Source data
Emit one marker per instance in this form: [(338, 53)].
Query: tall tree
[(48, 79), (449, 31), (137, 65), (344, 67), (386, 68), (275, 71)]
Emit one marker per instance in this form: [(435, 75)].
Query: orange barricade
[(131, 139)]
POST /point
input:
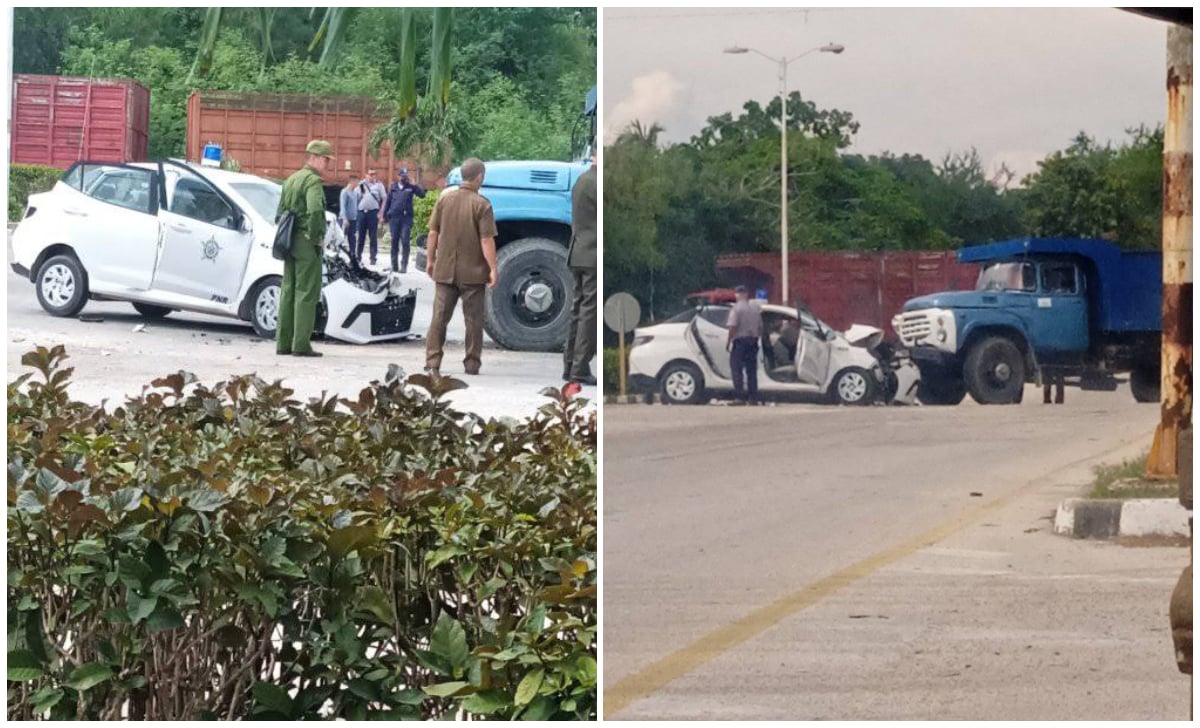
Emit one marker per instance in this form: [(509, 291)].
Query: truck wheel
[(150, 311), (852, 386), (940, 390), (1146, 384), (682, 383), (61, 286), (529, 307), (995, 372), (264, 306)]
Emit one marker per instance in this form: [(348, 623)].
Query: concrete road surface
[(808, 561), (112, 360)]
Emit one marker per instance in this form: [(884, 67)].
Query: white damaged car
[(175, 236), (685, 361)]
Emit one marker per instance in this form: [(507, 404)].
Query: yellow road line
[(660, 673)]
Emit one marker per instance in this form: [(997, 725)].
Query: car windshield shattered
[(263, 197), (1007, 276)]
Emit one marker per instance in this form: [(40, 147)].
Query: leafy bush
[(25, 180), (229, 553)]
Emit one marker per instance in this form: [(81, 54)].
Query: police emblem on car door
[(205, 239)]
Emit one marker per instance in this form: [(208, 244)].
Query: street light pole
[(784, 292)]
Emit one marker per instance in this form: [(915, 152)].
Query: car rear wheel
[(682, 383), (150, 311), (264, 306), (61, 286), (853, 386)]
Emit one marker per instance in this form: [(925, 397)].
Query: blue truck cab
[(1042, 308), (529, 307)]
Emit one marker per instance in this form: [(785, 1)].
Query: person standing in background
[(581, 258), (371, 194), (397, 210), (304, 196), (348, 215), (461, 260), (745, 330)]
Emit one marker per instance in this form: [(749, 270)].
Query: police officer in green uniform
[(581, 258), (304, 194), (461, 259)]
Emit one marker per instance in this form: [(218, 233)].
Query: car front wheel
[(264, 307), (853, 386), (61, 286), (682, 383)]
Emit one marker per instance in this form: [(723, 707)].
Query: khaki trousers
[(444, 301)]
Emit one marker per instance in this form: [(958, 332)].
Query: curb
[(1134, 518), (651, 398)]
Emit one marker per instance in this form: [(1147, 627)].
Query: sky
[(1015, 84)]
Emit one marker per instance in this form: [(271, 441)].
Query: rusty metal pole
[(1176, 362)]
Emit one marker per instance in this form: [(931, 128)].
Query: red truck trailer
[(59, 120), (852, 288), (267, 133)]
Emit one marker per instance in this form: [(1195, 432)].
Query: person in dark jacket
[(399, 214)]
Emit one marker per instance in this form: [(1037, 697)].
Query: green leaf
[(486, 702), (23, 666), (443, 554), (45, 699), (205, 499), (139, 607), (273, 698), (352, 537), (165, 618), (375, 602), (445, 690), (85, 677), (449, 641), (528, 687), (540, 709)]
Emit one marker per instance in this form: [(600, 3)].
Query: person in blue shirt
[(399, 214), (348, 214)]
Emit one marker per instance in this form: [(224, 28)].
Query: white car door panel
[(111, 221), (204, 251), (711, 340), (811, 358)]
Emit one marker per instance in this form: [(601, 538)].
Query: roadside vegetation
[(228, 552), (1128, 480)]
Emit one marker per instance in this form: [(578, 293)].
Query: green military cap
[(321, 148)]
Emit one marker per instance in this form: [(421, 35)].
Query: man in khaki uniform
[(461, 260), (581, 258), (304, 194)]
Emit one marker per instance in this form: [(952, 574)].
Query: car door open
[(205, 239), (711, 340), (112, 220)]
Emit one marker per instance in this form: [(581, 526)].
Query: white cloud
[(654, 96)]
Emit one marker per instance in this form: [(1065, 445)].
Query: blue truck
[(529, 307), (1042, 310)]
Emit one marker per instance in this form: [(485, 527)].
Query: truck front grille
[(913, 328)]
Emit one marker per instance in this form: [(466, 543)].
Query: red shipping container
[(853, 288), (59, 120), (267, 133)]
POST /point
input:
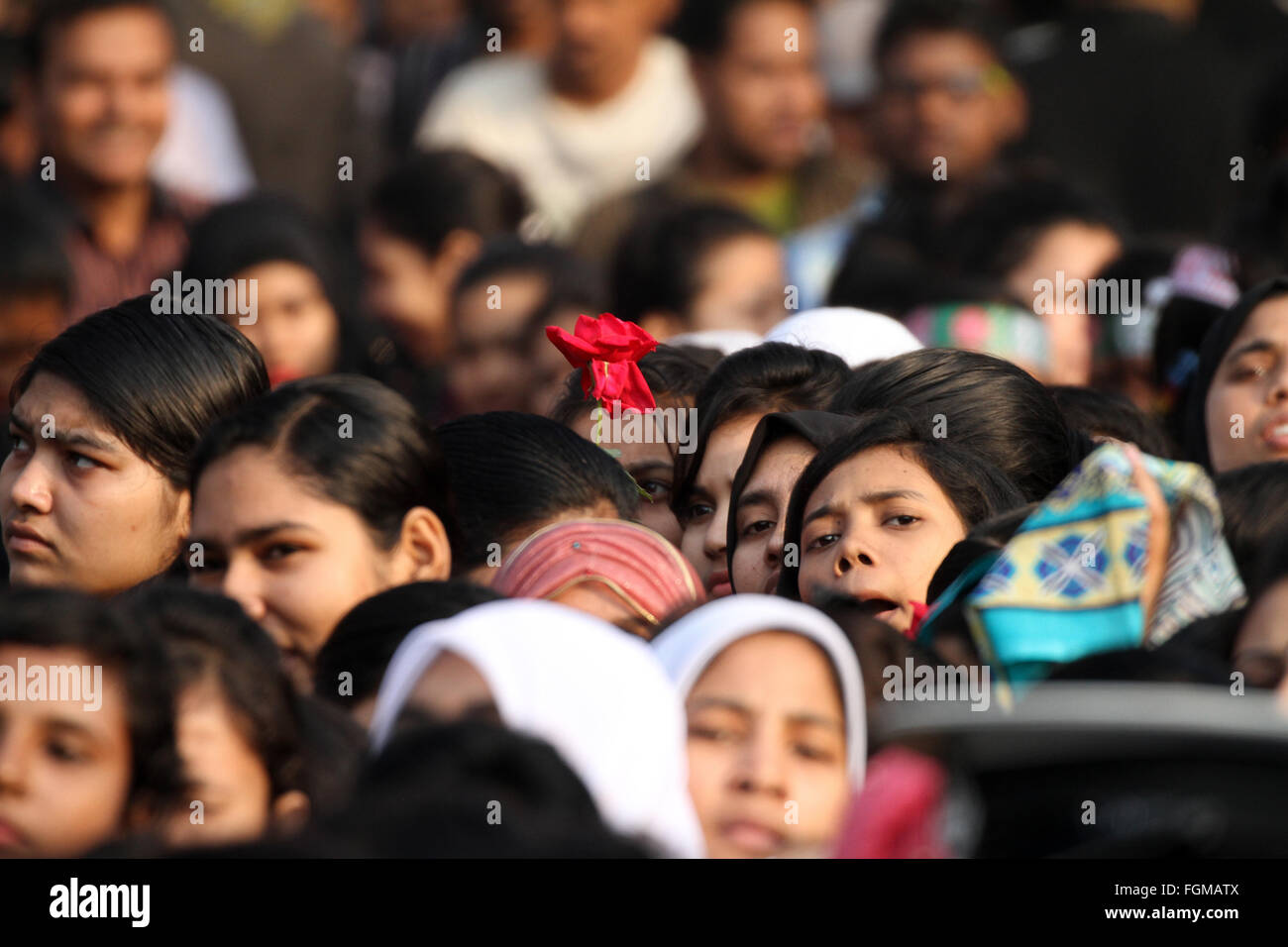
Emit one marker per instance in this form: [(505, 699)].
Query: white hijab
[(591, 690), (687, 647), (855, 335)]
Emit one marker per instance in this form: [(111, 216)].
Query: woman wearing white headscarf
[(777, 728), (857, 335), (591, 690)]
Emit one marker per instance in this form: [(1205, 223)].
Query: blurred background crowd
[(419, 187)]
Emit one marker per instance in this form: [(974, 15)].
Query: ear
[(290, 812), (423, 547), (661, 325)]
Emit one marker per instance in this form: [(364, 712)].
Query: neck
[(116, 215), (596, 89), (719, 165)]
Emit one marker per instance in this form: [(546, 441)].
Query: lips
[(751, 836), (719, 585)]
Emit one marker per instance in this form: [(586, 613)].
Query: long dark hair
[(360, 442), (975, 487), (159, 381)]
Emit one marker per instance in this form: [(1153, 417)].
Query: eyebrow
[(874, 497), (756, 496), (73, 437), (1254, 347), (257, 534), (738, 707)]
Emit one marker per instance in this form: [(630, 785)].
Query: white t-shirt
[(568, 157)]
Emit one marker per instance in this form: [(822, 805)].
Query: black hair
[(365, 641), (1107, 414), (673, 372), (816, 428), (158, 381), (432, 792), (1254, 509), (702, 26), (975, 487), (996, 407), (210, 641), (432, 193), (510, 472), (657, 263), (1216, 343), (357, 441), (1000, 227), (54, 14), (115, 639), (761, 379), (266, 228), (31, 252), (911, 17)]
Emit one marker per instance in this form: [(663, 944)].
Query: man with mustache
[(99, 72)]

> **YOUR ASSIGNMENT**
Copy exactly the lines from the first line of the records above through the line with "Emit one marker per instance in this form: [(915, 152)].", both included, and nothing else. Pictures stay out.

> **WRITTEN REPLY**
Emit one marker per instance in this form: [(338, 53)].
Query: tall tree
[(48, 79), (449, 31), (137, 65), (344, 67), (386, 68), (275, 71)]
Emit one marker per instance in this form: [(435, 75)].
Query: orange barricade
[(131, 139)]
POST /point
input:
Emit one marker per instance in this form: [(509, 291)].
Query: truck wheel
[(150, 311), (852, 386), (940, 390), (1146, 384), (682, 383), (61, 286), (529, 307), (995, 372), (264, 306)]
Emit one marker per instance in this form: [(348, 623)].
Query: concrete road surface
[(808, 561), (112, 360)]
Emit one marker per instance in this form: [(884, 67)].
Query: white damaged car
[(175, 236), (685, 361)]
Emit one marker per instance in this form: [(507, 404)].
Query: yellow road line
[(660, 673)]
Emit one marker per instance in this form: [(997, 725)].
Query: car windshield shattered
[(263, 197), (1007, 276)]
Emit one marker per instance in this form: [(40, 147)].
Query: leafy bush
[(25, 180), (229, 553)]
Emit one marker per instance in this form: [(81, 54)].
Query: police emblem on car door
[(205, 239)]
Emit one marker per instance in this form: [(208, 244)].
Query: street light pole
[(784, 292)]
Emit one marker per instance in this form: [(915, 152)].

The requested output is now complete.